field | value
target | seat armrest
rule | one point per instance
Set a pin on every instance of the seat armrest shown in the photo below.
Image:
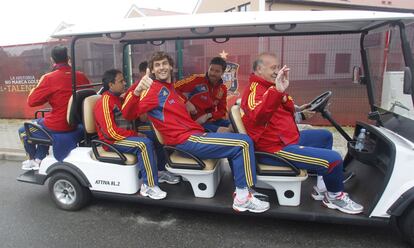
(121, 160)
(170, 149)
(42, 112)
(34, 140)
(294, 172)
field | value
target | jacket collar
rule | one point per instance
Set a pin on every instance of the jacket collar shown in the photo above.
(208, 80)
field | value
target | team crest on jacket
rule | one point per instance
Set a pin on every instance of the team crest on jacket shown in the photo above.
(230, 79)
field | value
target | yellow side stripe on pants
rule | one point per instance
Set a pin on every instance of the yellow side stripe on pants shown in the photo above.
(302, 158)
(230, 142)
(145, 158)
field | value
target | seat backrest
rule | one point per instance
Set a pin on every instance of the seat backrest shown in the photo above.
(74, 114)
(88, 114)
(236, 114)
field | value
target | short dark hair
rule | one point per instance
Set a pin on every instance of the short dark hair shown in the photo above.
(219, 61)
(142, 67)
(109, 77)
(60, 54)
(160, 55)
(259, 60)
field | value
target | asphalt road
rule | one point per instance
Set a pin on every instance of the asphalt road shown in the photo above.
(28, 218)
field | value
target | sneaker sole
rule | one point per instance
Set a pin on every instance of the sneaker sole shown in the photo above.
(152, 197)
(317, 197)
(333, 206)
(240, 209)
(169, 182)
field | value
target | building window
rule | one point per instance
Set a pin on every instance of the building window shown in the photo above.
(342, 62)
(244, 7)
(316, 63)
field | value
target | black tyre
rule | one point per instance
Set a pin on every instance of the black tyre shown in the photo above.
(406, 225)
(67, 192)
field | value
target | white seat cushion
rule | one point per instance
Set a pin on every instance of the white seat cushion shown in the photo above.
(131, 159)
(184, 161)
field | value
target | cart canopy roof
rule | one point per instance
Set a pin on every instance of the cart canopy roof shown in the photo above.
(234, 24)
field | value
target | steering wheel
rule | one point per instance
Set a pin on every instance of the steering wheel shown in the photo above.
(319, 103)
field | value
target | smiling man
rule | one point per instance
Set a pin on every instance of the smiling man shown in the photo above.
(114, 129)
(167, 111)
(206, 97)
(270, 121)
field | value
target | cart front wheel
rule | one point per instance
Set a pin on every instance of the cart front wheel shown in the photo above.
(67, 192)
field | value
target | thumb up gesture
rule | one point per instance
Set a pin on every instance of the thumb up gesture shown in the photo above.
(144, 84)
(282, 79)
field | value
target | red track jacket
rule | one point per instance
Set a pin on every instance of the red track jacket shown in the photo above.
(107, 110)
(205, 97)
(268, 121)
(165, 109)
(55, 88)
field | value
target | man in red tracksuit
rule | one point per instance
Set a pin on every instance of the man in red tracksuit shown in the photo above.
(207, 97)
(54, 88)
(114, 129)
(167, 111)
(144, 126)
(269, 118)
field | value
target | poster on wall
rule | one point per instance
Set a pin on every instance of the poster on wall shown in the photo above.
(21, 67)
● ● ● ● ●
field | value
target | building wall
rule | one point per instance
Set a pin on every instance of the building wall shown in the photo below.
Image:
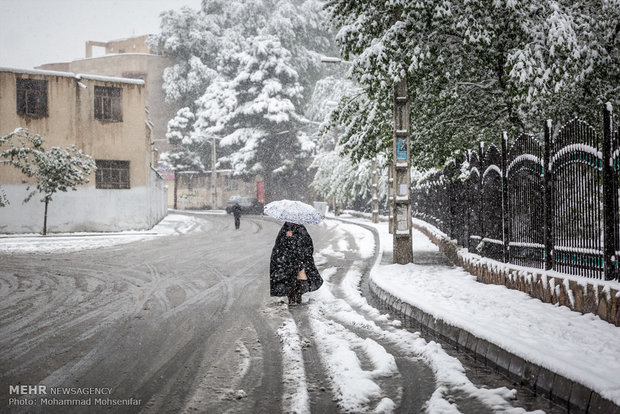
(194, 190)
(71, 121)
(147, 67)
● ● ● ● ●
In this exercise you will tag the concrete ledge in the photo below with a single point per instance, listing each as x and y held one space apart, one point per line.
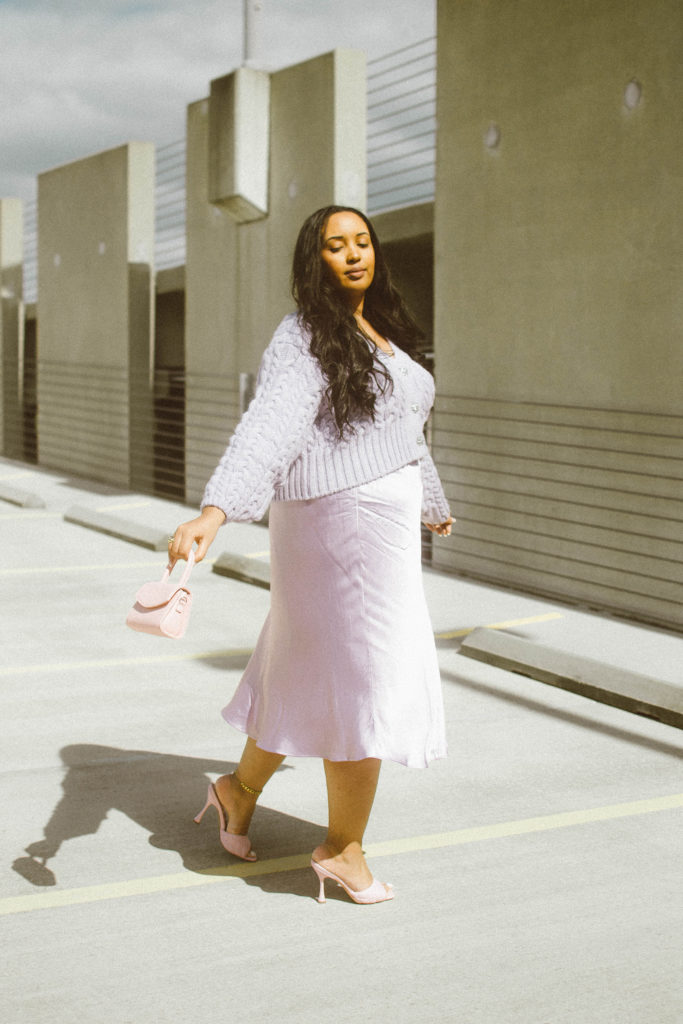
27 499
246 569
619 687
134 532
● ● ● ● ●
Exercise instructions: In the entries above, find every line with the word "armrest" and list it.

Task solution:
target | seat armrest
Set a pin on every instance of the seat armrest shown in the photo below.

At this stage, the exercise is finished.